GOAL - Show each line in the records below that contains the string "banner".

(Collection entries)
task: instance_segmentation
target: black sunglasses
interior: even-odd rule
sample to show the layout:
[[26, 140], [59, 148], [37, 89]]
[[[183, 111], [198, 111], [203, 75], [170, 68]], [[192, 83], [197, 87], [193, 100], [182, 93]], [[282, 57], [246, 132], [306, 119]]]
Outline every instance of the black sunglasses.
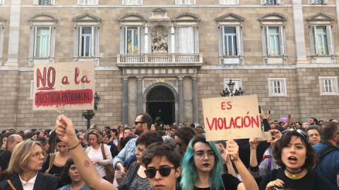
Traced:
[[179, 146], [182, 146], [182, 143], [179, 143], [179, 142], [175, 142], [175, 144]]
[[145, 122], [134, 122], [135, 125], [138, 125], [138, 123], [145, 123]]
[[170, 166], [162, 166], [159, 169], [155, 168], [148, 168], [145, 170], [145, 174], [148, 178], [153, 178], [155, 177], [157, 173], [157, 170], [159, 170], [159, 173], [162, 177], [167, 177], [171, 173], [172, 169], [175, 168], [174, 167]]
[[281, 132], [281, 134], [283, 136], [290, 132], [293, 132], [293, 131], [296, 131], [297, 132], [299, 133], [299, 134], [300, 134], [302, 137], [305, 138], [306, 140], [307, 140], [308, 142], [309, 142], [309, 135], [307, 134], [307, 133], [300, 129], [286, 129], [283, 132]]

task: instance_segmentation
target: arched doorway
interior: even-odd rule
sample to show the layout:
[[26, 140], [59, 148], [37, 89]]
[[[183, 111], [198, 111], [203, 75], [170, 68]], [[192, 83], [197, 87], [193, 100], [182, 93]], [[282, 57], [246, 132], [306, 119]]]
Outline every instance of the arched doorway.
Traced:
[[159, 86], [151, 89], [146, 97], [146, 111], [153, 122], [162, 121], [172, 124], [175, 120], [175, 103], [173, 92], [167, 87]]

...

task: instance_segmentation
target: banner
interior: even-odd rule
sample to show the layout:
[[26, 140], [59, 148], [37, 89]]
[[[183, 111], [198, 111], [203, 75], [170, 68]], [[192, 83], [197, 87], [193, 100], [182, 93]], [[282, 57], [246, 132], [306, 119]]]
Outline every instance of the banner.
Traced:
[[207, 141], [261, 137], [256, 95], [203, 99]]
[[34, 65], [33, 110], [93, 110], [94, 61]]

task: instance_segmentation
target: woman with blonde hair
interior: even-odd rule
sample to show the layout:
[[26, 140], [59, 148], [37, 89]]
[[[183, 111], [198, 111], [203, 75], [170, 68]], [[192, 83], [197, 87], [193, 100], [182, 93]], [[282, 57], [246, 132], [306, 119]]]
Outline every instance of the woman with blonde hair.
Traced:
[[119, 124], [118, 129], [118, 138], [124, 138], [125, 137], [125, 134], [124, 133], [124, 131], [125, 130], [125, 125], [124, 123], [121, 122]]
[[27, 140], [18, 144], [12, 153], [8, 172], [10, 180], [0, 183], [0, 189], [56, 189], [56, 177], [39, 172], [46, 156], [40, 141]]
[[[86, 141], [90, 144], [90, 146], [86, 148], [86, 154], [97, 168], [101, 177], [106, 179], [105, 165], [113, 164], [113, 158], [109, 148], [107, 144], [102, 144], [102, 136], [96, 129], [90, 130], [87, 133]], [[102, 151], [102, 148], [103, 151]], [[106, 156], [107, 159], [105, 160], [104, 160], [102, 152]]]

...

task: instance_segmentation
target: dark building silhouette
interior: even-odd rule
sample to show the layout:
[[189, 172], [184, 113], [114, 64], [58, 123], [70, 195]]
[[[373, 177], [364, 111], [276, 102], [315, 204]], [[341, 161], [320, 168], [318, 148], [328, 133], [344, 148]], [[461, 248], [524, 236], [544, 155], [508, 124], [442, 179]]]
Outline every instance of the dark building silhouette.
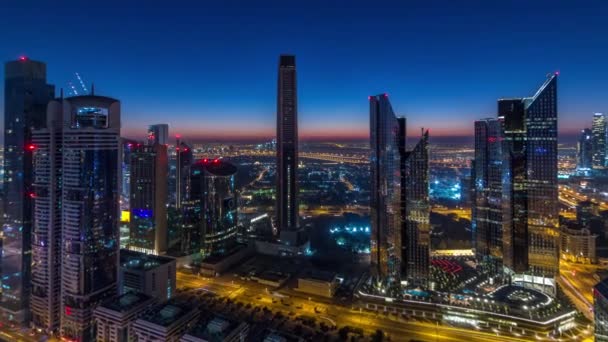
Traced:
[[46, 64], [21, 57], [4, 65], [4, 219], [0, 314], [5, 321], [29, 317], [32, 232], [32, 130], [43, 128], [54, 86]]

FINISHED ANSWER -
target: banner
Outline every instance of the banner.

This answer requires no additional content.